Texte extrait:
^^^^
Pour prendre deux domaines que vous avez mentionnés: dans la
robotique, nous avons un programme en cours qui est maintenant avancé
après 18 mois de travail et par lequel nous avons
développé, je pense, une niche un peu inusitée sur le plan
mondial. Nous avons appliqué la robotique pour la réparation des
turbines hydroélectriques, ce qui est un travail très
néfaste pour les ouvriers et très coûteux parce qu'il faut
prendre des groupes hors service etc. Cela nous a amenés à
développer les outils, les technologies, le logiciel qui peuvent
très bien être appliqués dans d'autres circonstances
où il faut qu'on applique la robotique pas à une chaîne de
montage, mais à des formes qui ne sont pas connues. Donc, c'est une
forme que le robot doit apprendre avant de travailler là-dessus.
Nos premières expériences avec l'exploitant,
c'est-à-dire dans le champ, vont débuter cet automne. Nous avons
des fabricants de l'extérieur qui sont très
intéressés à poursuivre la commercialisation et le
développement de la robotique avec nous pour cette application. Nous
avons déjà, en marche, la définition d'un programme pour
l'application de la robotique à l'entretien des lignes de distribution,
encore une niche qui n'est pas occupée pour l'instant. Nous sommes en
discussion avec des fabricants qui sont à la fine pointe de la
technologie au Québec pour le développement de robots par
l'industrie privée, une autre spécification; nous prendrons en
charge l'informatique et les outils spécialisés pour l'entretien,
quoique pour ces outils, on va peut-être s'adjoindre un
spécialiste en entretien des lignes de distribution pour travailler avec
nous. Donc, tout le domaine de la robotique est vraiment un domaine de l'avenir
sur lequel on met de plus en plus d'efforts.
^^^^
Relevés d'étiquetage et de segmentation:
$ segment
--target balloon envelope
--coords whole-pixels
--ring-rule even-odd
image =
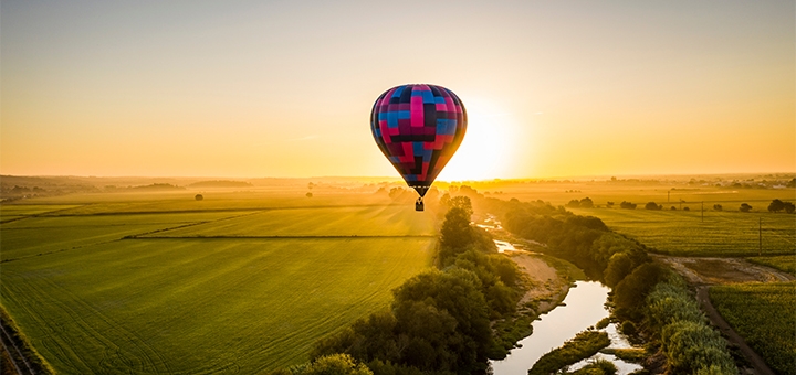
[[[401,85],[376,99],[370,130],[392,167],[423,196],[461,144],[467,111],[442,86]]]

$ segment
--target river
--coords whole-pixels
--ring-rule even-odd
[[[520,341],[521,347],[515,347],[504,360],[492,361],[492,371],[495,375],[525,375],[542,355],[575,338],[580,331],[597,324],[608,317],[604,303],[608,297],[609,288],[595,281],[576,281],[569,289],[563,306],[558,306],[541,320],[532,323],[533,334]],[[608,332],[611,344],[608,347],[630,347],[627,340],[617,332],[616,324],[609,324],[604,331]],[[570,371],[585,366],[595,358],[608,360],[617,366],[617,374],[630,374],[641,366],[624,362],[611,354],[597,353],[594,357],[576,363]]]

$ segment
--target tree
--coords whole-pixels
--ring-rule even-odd
[[[774,200],[768,204],[768,212],[779,212],[783,210],[785,210],[785,202],[783,201]]]
[[[467,213],[468,217],[472,216],[473,210],[472,210],[472,201],[470,201],[470,197],[464,195],[454,196],[450,200],[451,207],[459,207],[464,210],[464,213]]]
[[[316,358],[310,364],[277,371],[274,375],[373,375],[370,368],[356,363],[348,354],[332,354]]]
[[[451,202],[453,202],[453,200],[451,200]],[[470,228],[470,214],[472,213],[472,208],[470,210],[471,211],[467,211],[465,207],[455,205],[448,210],[446,219],[442,223],[442,228],[440,229],[440,243],[443,247],[463,249],[472,242],[472,229]]]

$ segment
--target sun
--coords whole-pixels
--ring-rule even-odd
[[[485,100],[469,99],[468,129],[459,150],[437,180],[506,178],[516,151],[514,116]]]

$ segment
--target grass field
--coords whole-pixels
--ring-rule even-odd
[[[777,374],[796,374],[796,282],[716,286],[710,297]]]
[[[2,306],[59,373],[302,363],[316,339],[386,307],[437,242],[432,213],[373,196],[102,195],[2,210],[21,217],[0,225]]]
[[[645,208],[567,208],[597,216],[657,253],[677,256],[764,256],[796,251],[796,216],[778,213],[704,213]],[[762,232],[760,224],[762,223]],[[762,234],[762,250],[761,250]]]
[[[747,260],[796,276],[796,254],[773,257],[751,257]]]

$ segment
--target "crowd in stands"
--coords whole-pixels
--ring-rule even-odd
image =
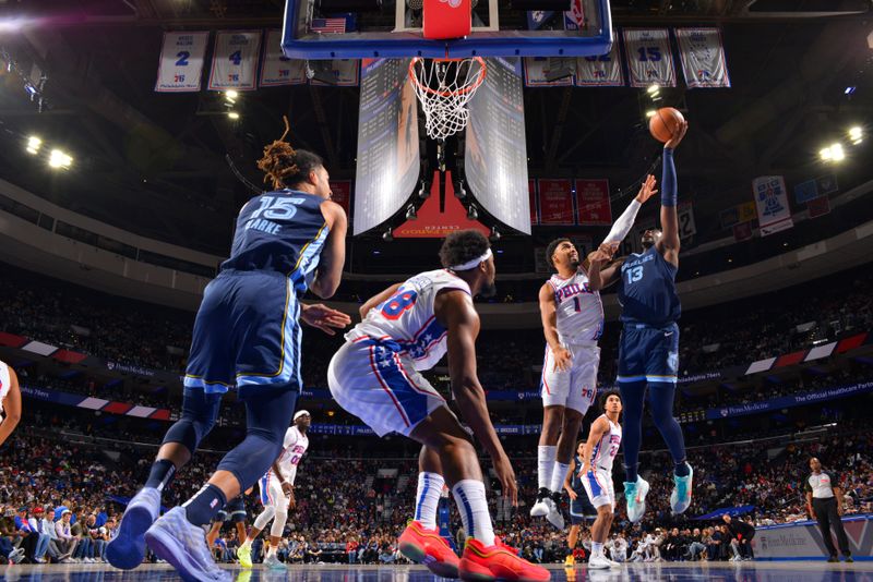
[[[47,437],[53,433],[40,428],[45,426],[23,423],[0,450],[0,556],[13,561],[99,561],[123,502],[147,474],[153,452],[132,446],[115,451],[80,447]],[[511,454],[516,459],[519,506],[510,507],[500,497],[498,482],[491,480],[489,499],[495,531],[535,561],[562,561],[566,555],[564,533],[528,516],[536,496],[535,459],[529,452],[526,457]],[[811,456],[840,475],[849,513],[873,511],[873,432],[863,422],[850,421],[838,423],[811,442],[787,447],[756,442],[690,451],[697,486],[689,517],[753,505],[756,524],[804,519],[802,482]],[[199,453],[165,490],[164,505],[172,507],[200,488],[218,458]],[[651,492],[642,525],[632,526],[619,502],[613,531],[629,544],[626,558],[750,557],[748,548],[732,544],[737,536],[725,530],[729,524],[670,516],[670,466],[665,454],[644,456],[643,475]],[[412,513],[416,472],[412,456],[352,459],[338,451],[313,450],[300,465],[297,508],[289,519],[280,558],[288,562],[402,560],[396,536]],[[618,492],[621,478],[617,469]],[[250,519],[259,511],[256,497],[246,499]],[[457,531],[461,523],[454,510],[452,516]],[[219,538],[216,556],[231,560],[238,539],[232,528],[224,531],[227,535]],[[622,543],[615,539],[611,544],[620,548]],[[584,543],[585,536],[583,547]],[[259,555],[261,549],[255,549]]]

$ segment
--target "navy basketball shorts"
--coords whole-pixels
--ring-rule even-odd
[[[203,293],[184,386],[207,393],[237,387],[299,390],[300,303],[291,280],[274,271],[224,271]]]
[[[678,325],[624,324],[619,340],[619,381],[675,384],[678,373]]]
[[[246,502],[242,500],[242,496],[238,495],[226,502],[213,521],[243,523],[246,521]]]

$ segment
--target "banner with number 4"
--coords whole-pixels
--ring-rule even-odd
[[[216,33],[210,90],[254,89],[260,52],[260,31]]]
[[[632,87],[675,87],[675,68],[667,28],[625,28],[624,52]]]
[[[155,90],[199,92],[210,33],[164,33]]]

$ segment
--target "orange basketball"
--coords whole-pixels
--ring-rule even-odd
[[[648,120],[648,131],[651,136],[662,144],[666,144],[672,137],[673,132],[680,123],[685,121],[682,113],[672,107],[662,107],[658,109],[654,116]]]

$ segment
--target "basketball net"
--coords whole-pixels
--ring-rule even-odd
[[[432,59],[415,57],[409,78],[424,110],[424,129],[432,140],[445,140],[467,126],[467,104],[485,81],[481,57]]]

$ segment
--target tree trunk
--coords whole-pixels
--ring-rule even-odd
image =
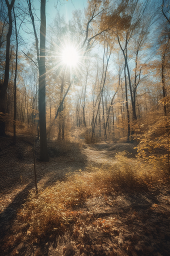
[[[43,161],[49,161],[47,150],[46,118],[46,0],[40,2],[40,50],[39,60],[39,117],[40,134],[40,158]]]
[[[17,77],[17,67],[18,67],[18,42],[16,18],[13,7],[13,12],[14,15],[15,27],[16,27],[16,71],[14,79],[14,138],[13,142],[14,144],[16,144],[16,77]]]
[[[6,35],[6,67],[4,70],[4,77],[3,84],[1,85],[0,90],[0,136],[6,135],[6,92],[8,86],[10,76],[10,40],[12,31],[12,10],[14,4],[15,0],[12,0],[10,5],[8,0],[6,0],[8,10],[9,19],[9,29]]]

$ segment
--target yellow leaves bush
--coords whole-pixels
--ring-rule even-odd
[[[86,172],[74,173],[38,194],[32,192],[18,214],[19,220],[29,224],[29,236],[40,240],[62,234],[72,229],[81,214],[76,210],[87,198],[112,195],[115,191],[124,189],[148,189],[156,180],[154,174],[146,174],[144,164],[128,158],[126,152],[116,157],[116,163],[112,166],[89,167]]]

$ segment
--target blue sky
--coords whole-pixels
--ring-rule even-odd
[[[36,0],[37,1],[37,0]],[[54,8],[57,0],[46,0],[46,16],[47,24],[50,23],[56,14]],[[60,0],[57,6],[57,10],[64,15],[68,22],[72,18],[72,13],[75,10],[82,10],[86,6],[86,0]]]

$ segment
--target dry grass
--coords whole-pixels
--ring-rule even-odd
[[[88,167],[86,172],[68,175],[66,181],[58,182],[38,195],[32,192],[18,213],[19,222],[28,223],[28,235],[36,237],[38,242],[61,235],[72,229],[72,223],[80,215],[75,210],[87,198],[119,190],[146,191],[158,182],[154,170],[145,170],[144,164],[123,155],[116,156],[112,166]]]

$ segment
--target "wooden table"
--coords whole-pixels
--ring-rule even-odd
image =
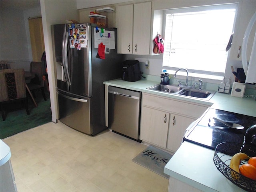
[[[25,80],[29,80],[30,79],[33,79],[33,78],[34,78],[36,76],[36,74],[35,73],[33,73],[32,72],[30,72],[29,71],[25,71],[24,72],[24,75],[25,75]],[[28,85],[27,85],[26,83],[26,84],[25,85],[26,85],[26,88],[27,90],[28,90],[28,93],[29,93],[29,94],[31,96],[31,98],[32,99],[32,100],[34,102],[34,104],[35,105],[35,106],[36,106],[36,107],[37,107],[37,104],[36,103],[36,101],[35,100],[35,99],[33,96],[33,95],[32,94],[32,93],[31,93],[31,92],[30,91],[30,90],[29,90],[28,87]]]

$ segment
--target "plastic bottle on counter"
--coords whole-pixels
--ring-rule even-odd
[[[164,73],[161,73],[161,84],[163,84],[164,81]]]
[[[219,88],[219,92],[220,93],[224,93],[224,90],[225,90],[225,86],[226,85],[225,81],[225,76],[223,77],[223,79],[222,79],[222,81],[220,83],[220,88]]]
[[[224,92],[225,93],[230,94],[230,86],[231,86],[230,83],[230,77],[229,77],[228,80],[228,82],[227,82],[225,85],[225,90]]]

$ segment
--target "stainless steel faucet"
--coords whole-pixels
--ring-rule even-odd
[[[198,81],[199,82],[199,90],[201,90],[202,89],[202,86],[203,84],[203,81],[200,79],[198,79]]]
[[[182,69],[183,69],[183,70],[185,70],[186,72],[187,72],[187,79],[186,80],[186,84],[185,84],[185,85],[186,86],[188,86],[188,70],[187,70],[187,69],[185,69],[185,68],[180,68],[179,69],[178,69],[176,71],[176,72],[175,72],[175,73],[174,73],[174,74],[173,76],[174,77],[176,77],[176,74],[177,73],[177,72],[178,72],[180,70],[181,70]]]

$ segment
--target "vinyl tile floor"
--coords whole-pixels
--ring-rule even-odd
[[[168,179],[132,161],[147,146],[108,130],[90,136],[50,122],[2,140],[18,192],[168,190]]]

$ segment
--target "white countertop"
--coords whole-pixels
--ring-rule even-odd
[[[121,79],[118,79],[106,81],[104,83],[106,85],[121,88],[141,91],[169,98],[179,99],[181,100],[207,105],[211,106],[211,108],[215,109],[256,117],[255,98],[241,98],[233,97],[230,94],[217,92],[210,100],[206,100],[146,89],[148,87],[160,83],[160,82],[156,81],[154,80],[144,80],[142,79],[140,81],[131,82],[123,81]],[[255,94],[256,95],[256,93]]]
[[[2,140],[0,140],[0,166],[2,166],[11,158],[10,147]]]
[[[164,172],[203,191],[245,192],[217,169],[214,154],[213,150],[185,141],[165,166]]]

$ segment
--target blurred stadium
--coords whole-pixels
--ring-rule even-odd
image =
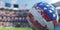
[[[32,30],[27,16],[33,4],[40,0],[31,0],[32,4],[28,1],[31,5],[26,2],[27,0],[20,1],[21,4],[18,1],[20,0],[0,0],[0,30]],[[49,1],[47,0],[47,2]],[[51,4],[57,9],[60,17],[60,1]],[[60,27],[60,18],[58,22],[56,29]]]

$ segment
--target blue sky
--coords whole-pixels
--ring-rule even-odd
[[[4,6],[5,3],[8,2],[12,4],[11,7],[13,7],[13,4],[17,3],[19,4],[19,9],[30,9],[37,2],[45,1],[48,3],[54,3],[59,0],[1,0],[1,1],[4,2],[2,6]],[[27,4],[27,7],[26,8],[22,7],[23,4]]]

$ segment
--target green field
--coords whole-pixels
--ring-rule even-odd
[[[32,30],[31,28],[0,28],[0,30]]]

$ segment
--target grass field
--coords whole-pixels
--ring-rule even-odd
[[[31,28],[0,28],[0,30],[32,30]]]

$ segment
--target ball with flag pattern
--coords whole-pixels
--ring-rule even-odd
[[[33,9],[29,14],[30,25],[38,30],[54,30],[57,25],[58,14],[56,9],[46,2],[39,2],[34,4]]]

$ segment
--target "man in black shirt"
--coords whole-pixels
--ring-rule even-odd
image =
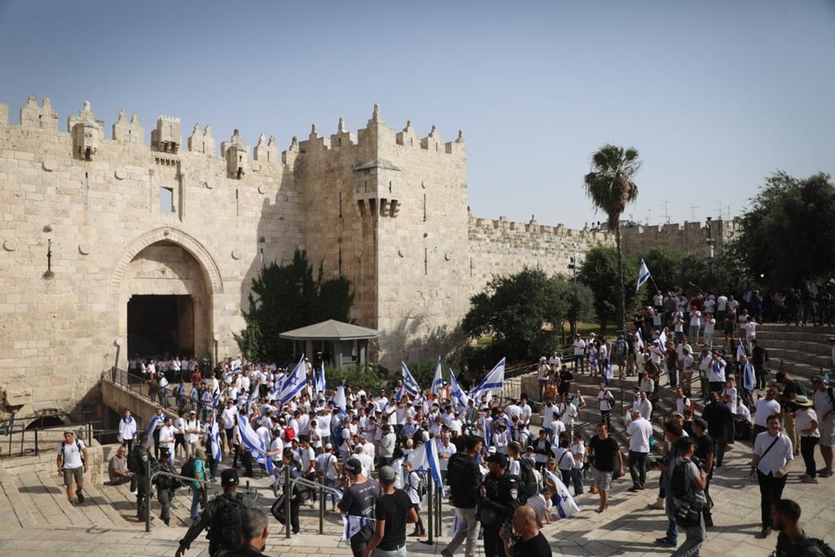
[[[374,518],[377,524],[374,535],[362,551],[368,557],[372,551],[399,551],[406,545],[406,524],[418,522],[418,513],[409,496],[402,489],[394,489],[394,469],[391,466],[380,468],[377,481],[382,495],[377,500]]]
[[[597,435],[591,438],[590,446],[595,458],[595,485],[600,493],[600,507],[596,512],[602,513],[609,504],[609,489],[612,486],[615,466],[618,475],[624,475],[624,458],[617,442],[609,437],[609,427],[605,422],[597,424]]]
[[[339,501],[339,510],[349,516],[374,517],[374,505],[380,498],[380,484],[369,481],[362,475],[362,464],[357,458],[346,463],[344,470],[351,481]],[[362,552],[374,533],[372,523],[369,521],[359,532],[351,536],[351,550],[354,557],[362,557]]]
[[[483,442],[477,435],[468,435],[464,451],[456,453],[449,458],[447,467],[447,479],[452,492],[451,502],[455,508],[455,516],[458,519],[458,529],[447,547],[441,550],[443,557],[453,557],[453,554],[464,540],[465,557],[475,554],[476,536],[478,534],[478,522],[476,518],[476,506],[478,504],[478,492],[481,487],[481,468],[475,461],[481,453]]]
[[[551,548],[539,531],[533,507],[525,504],[517,509],[511,524],[519,538],[514,542],[507,528],[502,529],[505,557],[551,557]]]

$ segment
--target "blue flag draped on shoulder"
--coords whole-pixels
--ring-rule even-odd
[[[651,275],[650,274],[650,270],[649,268],[647,268],[646,263],[645,263],[644,260],[642,259],[640,260],[640,266],[638,267],[638,286],[635,286],[635,293],[637,293],[638,291],[640,290],[640,287],[644,286],[645,282],[650,280],[650,276],[651,276]]]
[[[252,453],[252,459],[258,463],[258,465],[267,471],[271,476],[274,469],[272,458],[266,456],[269,447],[264,446],[264,440],[258,437],[258,433],[250,425],[249,420],[245,417],[240,416],[238,419],[238,431],[240,433],[240,441]]]
[[[454,403],[455,406],[458,407],[459,410],[463,412],[467,409],[467,404],[469,403],[469,398],[458,384],[458,380],[455,378],[455,374],[453,373],[453,370],[449,370],[449,386],[451,387],[450,396],[453,398],[453,403]]]
[[[154,446],[154,430],[156,429],[157,423],[163,423],[165,421],[165,414],[162,416],[157,416],[154,414],[151,418],[151,421],[148,423],[148,440],[145,441],[145,448],[150,448]]]
[[[441,357],[438,357],[438,364],[435,366],[435,377],[432,379],[432,388],[430,392],[438,396],[438,390],[443,386],[443,375],[441,369]]]
[[[504,360],[502,358],[498,363],[490,370],[490,372],[484,376],[475,388],[470,391],[470,397],[478,401],[481,395],[489,392],[493,389],[501,389],[504,387]]]
[[[414,376],[412,376],[412,372],[409,371],[408,366],[406,365],[405,362],[401,362],[400,367],[403,372],[403,387],[406,388],[406,392],[412,397],[418,396],[418,392],[420,391],[420,386],[418,384],[418,382],[415,381]]]
[[[307,384],[307,370],[305,369],[305,355],[302,354],[299,362],[293,367],[293,371],[287,374],[281,385],[281,391],[276,397],[281,404],[287,403],[291,398],[299,393],[299,391]]]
^^^^
Consignes proposées:
1) Indiquez si chacun des énoncés suivants concorde avec le texte sur la robotique : (a) le programme de robotique appliqué à la réparation des turbines est avancé après 18 mois de travail ; (b) les premières expériences sur le terrain ont déjà eu lieu ; (c) l'entretien des lignes de distribution est présenté comme une niche déjà occupée. Répondez par oui ou par non, en citant les mots décisifs du texte.
2) Poursuivez le texte sur la robotique à partir de sa dernière phrase.
La liste constitue un matériel distinct du texte sur la robotique.

Réponses détaillées:
1)
(a) Oui : « un programme en cours qui est maintenant avancé après 18 mois de travail ».
(b) Non : « Nos premières expériences avec l'exploitant, c'est-à-dire dans le champ, vont débuter cet automne ».
(c) Non : « encore une niche qui n'est pas occupée pour l'instant ».

2)
Le domaine des plasmas nous intéresse sur plusieurs plans. D'une
part, comme nous l'avons mentionné, je pense, dans le document qui est
devant vous, nous avons conclu une entente avec l'entreprise Noranda pour
acquérir la technologie des plasmas qui a été
développée par cette société. La technologie des
plasmas promet plusieurs applications dans le domaine des
procédés liés aux ressources primaires des industries
québécoises, la sidérurgie, l'amiante, les cimenteries
etc.
Nous travaillons sur plusieurs fronts. Nous poursuivons la recherche sur
la technologie qui maintenant est la nôtre. Nous avons aussi des
études très avancées qui visent - comme nous l'avons
promis dans le document - à l'installation des essais pilotes, des
démonstrations chez les utilisateurs, probablement en 1984. Ces
études sont très avancées. On poursuit pour ces
installations une stratégie de viser au plus tôt les installations
pilotes et de poursuivre la recherche en parallèle pour assurer l'impact
le plus hâtif pour l'industrie québécoise, et,
évidemment, pour l'entreprise. Merci.
M. Duhaime: Au sujet des dossiers de recherche et de
développement, je voudrais aborder la question du nucléaire. Les
journaux des jours récents nous confirmaient que la centrale Gentilly 2
fonctionnait maintenant sur une base régulière. Je crois qu'elle
était intégrée au réseau d'Hydro-Québec et
en pleine production. Tout le monde est au fait que nous avons opté pour
un moratoire, qu'il y a eu des indications de données qu'il y aurait une
reconversion des équipes d'Hydro-Québec qui oeuvraient dans le
secteur de la fission pour aller davantage vers la fusion et, bien sûr,
maintenir toute l'expertise technique et d'ingénierie aux fins
d'exploitation de Gentilly 2.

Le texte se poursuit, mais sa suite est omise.